Pull out each line of the items below that contains the string "target".
______________________________
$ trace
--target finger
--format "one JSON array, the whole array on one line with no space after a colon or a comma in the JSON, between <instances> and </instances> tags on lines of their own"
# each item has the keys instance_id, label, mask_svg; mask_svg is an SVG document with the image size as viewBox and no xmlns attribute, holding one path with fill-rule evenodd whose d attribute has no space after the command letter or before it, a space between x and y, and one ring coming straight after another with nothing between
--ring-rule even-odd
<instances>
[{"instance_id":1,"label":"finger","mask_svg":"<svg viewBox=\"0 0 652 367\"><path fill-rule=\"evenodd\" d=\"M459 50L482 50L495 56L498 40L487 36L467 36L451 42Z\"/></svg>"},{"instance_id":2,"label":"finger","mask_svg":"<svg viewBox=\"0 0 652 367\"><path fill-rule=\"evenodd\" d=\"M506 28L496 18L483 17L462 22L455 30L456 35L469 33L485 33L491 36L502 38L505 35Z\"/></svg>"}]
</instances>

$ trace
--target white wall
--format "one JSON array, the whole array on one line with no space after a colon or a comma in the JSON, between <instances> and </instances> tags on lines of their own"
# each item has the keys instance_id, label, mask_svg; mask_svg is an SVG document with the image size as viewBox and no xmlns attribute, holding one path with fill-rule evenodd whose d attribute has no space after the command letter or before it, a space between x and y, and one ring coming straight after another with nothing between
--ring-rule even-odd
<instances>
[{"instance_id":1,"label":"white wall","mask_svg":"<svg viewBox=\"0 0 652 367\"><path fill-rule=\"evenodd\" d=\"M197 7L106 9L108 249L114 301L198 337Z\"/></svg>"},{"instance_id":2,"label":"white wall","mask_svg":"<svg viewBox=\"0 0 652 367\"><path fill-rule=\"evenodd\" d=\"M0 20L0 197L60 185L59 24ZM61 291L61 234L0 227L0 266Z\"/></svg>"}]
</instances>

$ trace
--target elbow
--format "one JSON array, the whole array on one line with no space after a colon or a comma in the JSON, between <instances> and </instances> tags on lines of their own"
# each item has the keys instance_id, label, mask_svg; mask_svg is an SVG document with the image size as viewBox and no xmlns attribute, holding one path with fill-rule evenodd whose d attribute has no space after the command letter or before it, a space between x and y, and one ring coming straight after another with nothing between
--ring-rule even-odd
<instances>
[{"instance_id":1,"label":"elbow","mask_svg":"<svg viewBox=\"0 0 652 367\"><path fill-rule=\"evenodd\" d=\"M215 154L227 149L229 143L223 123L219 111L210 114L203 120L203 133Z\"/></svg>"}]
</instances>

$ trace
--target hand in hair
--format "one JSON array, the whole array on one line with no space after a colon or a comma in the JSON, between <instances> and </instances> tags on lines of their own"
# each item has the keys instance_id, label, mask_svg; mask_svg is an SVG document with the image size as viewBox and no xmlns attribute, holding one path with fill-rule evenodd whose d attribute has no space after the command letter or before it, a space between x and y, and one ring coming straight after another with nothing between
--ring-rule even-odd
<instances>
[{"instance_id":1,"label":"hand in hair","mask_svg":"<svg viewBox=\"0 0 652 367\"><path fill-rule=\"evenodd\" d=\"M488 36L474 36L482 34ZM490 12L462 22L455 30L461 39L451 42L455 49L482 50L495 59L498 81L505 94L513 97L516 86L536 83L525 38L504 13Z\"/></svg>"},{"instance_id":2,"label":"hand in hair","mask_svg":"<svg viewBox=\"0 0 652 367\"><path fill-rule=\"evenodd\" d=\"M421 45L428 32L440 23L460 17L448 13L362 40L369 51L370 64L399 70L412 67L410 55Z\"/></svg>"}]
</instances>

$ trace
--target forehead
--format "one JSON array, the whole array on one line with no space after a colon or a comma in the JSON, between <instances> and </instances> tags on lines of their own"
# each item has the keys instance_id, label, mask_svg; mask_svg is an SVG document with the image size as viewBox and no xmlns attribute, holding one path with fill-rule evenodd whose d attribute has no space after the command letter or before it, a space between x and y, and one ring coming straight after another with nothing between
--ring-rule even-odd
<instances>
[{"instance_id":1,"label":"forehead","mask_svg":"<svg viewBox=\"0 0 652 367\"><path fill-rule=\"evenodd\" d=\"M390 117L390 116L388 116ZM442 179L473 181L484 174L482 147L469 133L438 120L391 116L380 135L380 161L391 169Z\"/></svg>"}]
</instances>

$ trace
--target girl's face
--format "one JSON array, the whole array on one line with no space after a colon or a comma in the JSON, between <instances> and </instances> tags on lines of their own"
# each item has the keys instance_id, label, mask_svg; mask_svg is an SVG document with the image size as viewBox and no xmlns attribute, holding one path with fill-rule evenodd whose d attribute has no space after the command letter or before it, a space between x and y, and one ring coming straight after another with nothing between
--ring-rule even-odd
______________________________
* Written answer:
--target finger
--target white wall
--target elbow
--target hand in hair
--target forehead
--target girl's face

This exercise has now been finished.